## EXTRACTED INFORMATION
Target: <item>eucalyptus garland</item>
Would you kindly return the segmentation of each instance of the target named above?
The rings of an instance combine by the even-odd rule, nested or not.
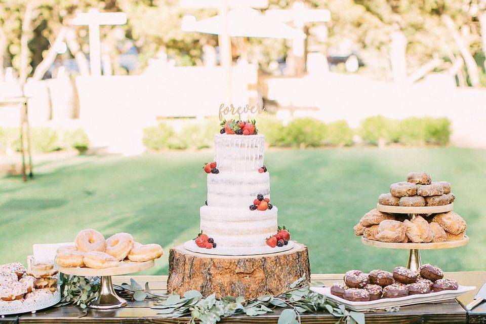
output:
[[[59,305],[72,304],[84,308],[97,296],[99,278],[89,280],[76,276],[65,277],[62,300]],[[314,284],[321,286],[318,282]],[[174,294],[156,295],[150,291],[148,282],[142,287],[133,278],[130,284],[114,287],[118,295],[125,298],[155,301],[152,308],[156,309],[161,317],[190,317],[188,322],[190,324],[215,324],[224,317],[235,315],[258,316],[278,309],[282,309],[278,324],[298,324],[301,322],[301,314],[318,312],[332,314],[337,317],[337,323],[364,324],[364,314],[349,311],[344,305],[338,305],[313,292],[305,276],[292,283],[289,290],[281,294],[264,295],[251,299],[242,297],[216,298],[214,294],[205,298],[195,290],[186,292],[182,296]]]

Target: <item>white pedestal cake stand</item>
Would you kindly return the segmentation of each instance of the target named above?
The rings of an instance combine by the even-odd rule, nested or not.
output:
[[[145,262],[134,262],[125,260],[119,266],[105,269],[91,268],[58,267],[59,272],[66,274],[82,277],[101,277],[101,288],[98,298],[91,302],[88,307],[97,309],[111,309],[127,305],[127,301],[119,297],[115,292],[111,282],[112,275],[133,273],[151,268],[155,264],[153,260]]]
[[[413,219],[416,216],[420,214],[450,212],[453,208],[453,204],[450,204],[443,206],[425,206],[424,207],[388,206],[380,205],[379,204],[376,206],[377,210],[380,212],[394,214],[407,214],[410,219]],[[469,238],[465,236],[464,238],[461,240],[436,243],[388,243],[368,239],[362,237],[361,241],[365,245],[375,248],[409,250],[409,260],[407,263],[407,267],[412,270],[417,270],[422,264],[420,257],[421,250],[437,250],[458,248],[467,244],[469,241]]]

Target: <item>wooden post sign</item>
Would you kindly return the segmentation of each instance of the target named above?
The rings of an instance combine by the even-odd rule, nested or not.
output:
[[[247,116],[249,114],[254,115],[257,113],[261,113],[264,110],[264,107],[260,107],[260,105],[258,104],[256,106],[246,105],[243,107],[241,106],[235,107],[233,104],[227,106],[225,105],[224,103],[222,103],[219,106],[219,120],[222,120],[223,119],[225,119],[225,116],[228,115],[232,116],[237,115],[238,119],[241,119],[241,114],[244,114],[244,115],[246,115]]]
[[[123,12],[100,13],[90,9],[87,13],[78,14],[71,21],[76,26],[88,26],[90,37],[90,69],[92,75],[101,75],[101,54],[100,26],[102,25],[124,25],[127,14]]]

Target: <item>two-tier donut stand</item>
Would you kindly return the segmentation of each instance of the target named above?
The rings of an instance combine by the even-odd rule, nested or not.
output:
[[[442,206],[425,206],[423,207],[406,207],[402,206],[390,206],[378,204],[376,209],[383,213],[393,214],[406,214],[410,219],[423,214],[436,214],[450,212],[454,208],[454,204],[451,203]],[[412,270],[417,270],[420,267],[422,262],[420,257],[421,250],[438,250],[439,249],[452,249],[466,245],[469,241],[469,238],[464,238],[459,240],[446,241],[432,243],[389,243],[381,242],[361,238],[361,241],[365,245],[382,248],[384,249],[400,249],[410,250],[409,260],[407,267]]]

## SET PROBLEM
Starting with the line that contains "Target: <item>two-tier donut stand</item>" and going on through the end of the entries, copy those lines again with "outline" in place of "segmentation" and everything else left unchanged.

## EXERCISE RESPONSE
Target: <item>two-tier donut stand</item>
Would you kindly return the outline of each instance of the target named above?
The rings of an instance combine by the even-odd rule, nested or not.
output:
[[[442,206],[425,206],[423,207],[406,207],[402,206],[390,206],[378,204],[376,209],[383,213],[393,214],[406,214],[410,219],[423,214],[436,214],[450,212],[454,208],[454,204],[451,203]],[[412,270],[417,270],[420,267],[422,262],[420,257],[421,250],[438,250],[439,249],[452,249],[466,245],[469,241],[469,238],[464,238],[459,240],[446,241],[432,243],[389,243],[381,242],[361,238],[361,241],[365,245],[382,248],[384,249],[400,249],[410,250],[409,260],[407,267]]]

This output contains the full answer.